- _Set of tasks_:
**A.** In the dice thread, what average expected value comes from a 7-sided die when the end condition is that the number is divisible by 4?
**B.** In the dice thread, repeat the passage that begins at the words "I tried using" and ends after the words "reach high ones.".

- _Reading text_:
I tried using various sized dice and pairs of dice but none of the results looked any more interesting that 24.78 which I know isn't interesting because I'm not interested in it.

I also tried using powers of two instead of primes but the program produced a wide range of averages and eventually hung up because it missed too many low powers of two and it takes a lot of die rolls to reach high ones.

[lostdummy]

[Chuck]

I didn't really think it would be exactly 8½, but that would have been interesting.

It really gets interesting when stopping on a power of 2.

[lostdummy]

It is probably hard to find setup that result in integer number, let alone power of 2 integer number ;p

Initially what I found interesting in this problem was not result, but how to get to result.

Anyway, we can consider as separate problem : " find setup (end condition, die size) that result in integer value, preferably in power of 2" ;p

[lostdummy]

And ... I found one ;p

If you use 7-sided die, and end condition is that number is divisible by 4, then average expected value is 16.

There are few similar solutions with 3-sided and 7-sided dice, and end condition is numbers divisible by 2^n . It is interesting that it only works with those dice size ( if I do not count impossible dice sizes).

*EDIT*

In fact, I find that any combination of these will result in power of 2 result:
- die size of 2^a-1 , a>=2
- end condition of 2^b, b>=1

And it appears on wiki that only real dice with '2^n-1' size are 3-sided and 7-sided.

BTW, that same end condition (divisible by X) have many combinations of die and X that result in integer value - its only 2^n results that are rare.

I also tried few other types of 'end conditions', but had no luck in even finding integer results. One that come close is "use 8-sided die, and finish when last digit in current sum is 1" - that result in average sum value of 40.0000001... not exactly integer, but close.

- _Record excerpts_:
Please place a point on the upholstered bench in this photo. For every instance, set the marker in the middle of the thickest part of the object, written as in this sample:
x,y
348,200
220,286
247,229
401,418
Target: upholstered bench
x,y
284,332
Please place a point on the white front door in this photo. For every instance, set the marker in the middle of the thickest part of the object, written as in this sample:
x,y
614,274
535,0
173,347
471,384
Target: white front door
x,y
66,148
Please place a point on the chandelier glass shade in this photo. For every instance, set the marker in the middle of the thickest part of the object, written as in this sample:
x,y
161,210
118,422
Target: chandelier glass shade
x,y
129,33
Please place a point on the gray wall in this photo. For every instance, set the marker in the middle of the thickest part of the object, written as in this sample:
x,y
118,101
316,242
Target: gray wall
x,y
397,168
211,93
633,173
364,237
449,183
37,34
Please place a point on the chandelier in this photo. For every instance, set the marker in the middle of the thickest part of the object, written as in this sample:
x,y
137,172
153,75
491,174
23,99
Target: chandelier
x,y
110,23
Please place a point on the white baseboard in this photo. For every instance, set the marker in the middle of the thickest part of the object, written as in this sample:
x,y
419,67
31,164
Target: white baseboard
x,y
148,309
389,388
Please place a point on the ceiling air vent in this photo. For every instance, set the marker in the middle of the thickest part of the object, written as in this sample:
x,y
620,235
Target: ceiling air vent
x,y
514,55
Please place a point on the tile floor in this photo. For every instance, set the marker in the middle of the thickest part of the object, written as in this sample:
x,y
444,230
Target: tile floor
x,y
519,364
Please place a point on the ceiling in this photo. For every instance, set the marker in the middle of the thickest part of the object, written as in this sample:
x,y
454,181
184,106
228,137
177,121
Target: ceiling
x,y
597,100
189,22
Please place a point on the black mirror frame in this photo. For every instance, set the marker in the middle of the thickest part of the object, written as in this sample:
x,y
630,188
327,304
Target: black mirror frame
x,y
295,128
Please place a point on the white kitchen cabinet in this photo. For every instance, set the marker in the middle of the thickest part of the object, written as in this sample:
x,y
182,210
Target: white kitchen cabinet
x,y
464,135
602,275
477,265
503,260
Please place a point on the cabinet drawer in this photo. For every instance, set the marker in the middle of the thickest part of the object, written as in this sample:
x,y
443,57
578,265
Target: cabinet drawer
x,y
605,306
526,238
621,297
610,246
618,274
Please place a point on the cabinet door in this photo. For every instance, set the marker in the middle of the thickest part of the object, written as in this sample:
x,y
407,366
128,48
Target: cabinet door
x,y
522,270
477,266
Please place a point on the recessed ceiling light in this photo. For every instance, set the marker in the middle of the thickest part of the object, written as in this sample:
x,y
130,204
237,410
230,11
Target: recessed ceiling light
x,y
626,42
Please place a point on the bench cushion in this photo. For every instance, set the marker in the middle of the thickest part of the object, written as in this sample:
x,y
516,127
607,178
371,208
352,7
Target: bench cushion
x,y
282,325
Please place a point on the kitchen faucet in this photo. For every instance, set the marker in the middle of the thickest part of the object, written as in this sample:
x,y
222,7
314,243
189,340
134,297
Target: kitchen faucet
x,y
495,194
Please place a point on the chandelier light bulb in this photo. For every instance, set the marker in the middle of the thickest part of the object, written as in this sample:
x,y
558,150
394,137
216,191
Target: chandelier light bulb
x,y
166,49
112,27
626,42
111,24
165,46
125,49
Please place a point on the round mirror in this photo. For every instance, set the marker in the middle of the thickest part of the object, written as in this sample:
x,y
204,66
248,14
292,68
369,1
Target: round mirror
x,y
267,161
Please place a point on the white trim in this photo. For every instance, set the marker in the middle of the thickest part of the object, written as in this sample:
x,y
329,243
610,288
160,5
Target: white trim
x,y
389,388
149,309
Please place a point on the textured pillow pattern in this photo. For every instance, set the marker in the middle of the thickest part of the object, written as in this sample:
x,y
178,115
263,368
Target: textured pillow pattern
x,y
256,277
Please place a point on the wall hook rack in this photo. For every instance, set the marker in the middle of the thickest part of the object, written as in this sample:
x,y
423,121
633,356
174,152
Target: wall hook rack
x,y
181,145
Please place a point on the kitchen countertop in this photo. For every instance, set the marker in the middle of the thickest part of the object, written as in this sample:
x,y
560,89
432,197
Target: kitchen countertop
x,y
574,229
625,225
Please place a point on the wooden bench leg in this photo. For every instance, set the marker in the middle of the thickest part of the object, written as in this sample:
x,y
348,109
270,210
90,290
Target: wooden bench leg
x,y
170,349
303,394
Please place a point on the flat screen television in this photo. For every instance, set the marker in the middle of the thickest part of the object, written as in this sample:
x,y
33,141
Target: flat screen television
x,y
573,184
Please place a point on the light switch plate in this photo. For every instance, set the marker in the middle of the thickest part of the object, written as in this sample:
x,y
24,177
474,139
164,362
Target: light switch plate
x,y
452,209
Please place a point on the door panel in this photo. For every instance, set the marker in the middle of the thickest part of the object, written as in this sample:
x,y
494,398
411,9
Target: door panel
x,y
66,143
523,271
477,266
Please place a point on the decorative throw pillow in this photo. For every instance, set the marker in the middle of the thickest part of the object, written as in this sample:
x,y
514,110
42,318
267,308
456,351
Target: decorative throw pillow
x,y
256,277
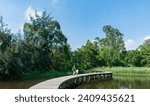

- _Final answers_:
**A.** 16

**B.**
I tried using various sized dice and pairs of dice but none of the results looked any more interesting that 24.78 which I know isn't interesting because I'm not interested in it.

I also tried using powers of two instead of primes but the program produced a wide range of averages and eventually hung up because it missed too many low powers of two and it takes a lot of die rolls to reach high ones.